You can use the trained model hosted on Hugging Face Hub and try the demo on Hugging Face Spaces.

# Get the prediction model by extracting layers till the output layer
prediction_model = keras.models.Model(
    model.get_layer(name="image").input, model.get_layer(name="dense2").output
)
prediction_model.summary()

# A utility function to decode the output of the network
def decode_batch_predictions(pred):
    input_len = np.ones(pred.shape[0]) * pred.shape[1]
    # Use greedy search. For complex tasks, you can use beam search
    results = keras.backend.ctc_decode(pred, input_length=input_len, greedy=True)[0][0][
        :, :max_length
    ]
    # Iterate over the results and get back the text
    output_text = []
    for res in results:
        res = tf.strings.reduce_join(num_to_char(res)).numpy().decode("utf-8")
        output_text.append(res)

__________________________________________________

> **Written instruction 1**: According to the code passage, what kind of search is used to decode the network's output?
The code passage and the listing that comes next are independent of each other.

__________________________________________________

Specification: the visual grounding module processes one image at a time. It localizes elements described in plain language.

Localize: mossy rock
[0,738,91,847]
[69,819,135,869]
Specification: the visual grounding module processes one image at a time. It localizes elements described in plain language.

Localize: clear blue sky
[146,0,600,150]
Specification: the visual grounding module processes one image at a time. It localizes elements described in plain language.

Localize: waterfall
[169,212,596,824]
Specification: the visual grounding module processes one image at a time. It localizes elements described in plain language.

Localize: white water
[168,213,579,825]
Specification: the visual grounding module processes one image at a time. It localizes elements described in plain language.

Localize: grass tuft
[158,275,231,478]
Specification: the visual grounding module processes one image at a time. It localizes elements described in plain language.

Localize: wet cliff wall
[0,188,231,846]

__________________________________________________

> **Written instruction 2**: Copy out the whole listing above, line for line and without any changes.

> **Written solution 1**: Greedy search.

> **Written solution 2**:
Specification: the visual grounding module processes one image at a time. It localizes elements described in plain language.

Localize: mossy rock
[0,738,91,847]
[69,819,135,869]
Specification: the visual grounding module processes one image at a time. It localizes elements described in plain language.

Localize: clear blue sky
[146,0,600,150]
Specification: the visual grounding module processes one image at a time. It localizes elements described in plain language.

Localize: waterfall
[169,212,596,824]
Specification: the visual grounding module processes one image at a time. It localizes elements described in plain language.

Localize: white water
[168,213,579,825]
Specification: the visual grounding module processes one image at a time. It localizes elements described in plain language.

Localize: grass tuft
[158,275,231,478]
Specification: the visual grounding module processes one image at a time. It localizes elements described in plain language.

Localize: wet cliff wall
[0,188,231,846]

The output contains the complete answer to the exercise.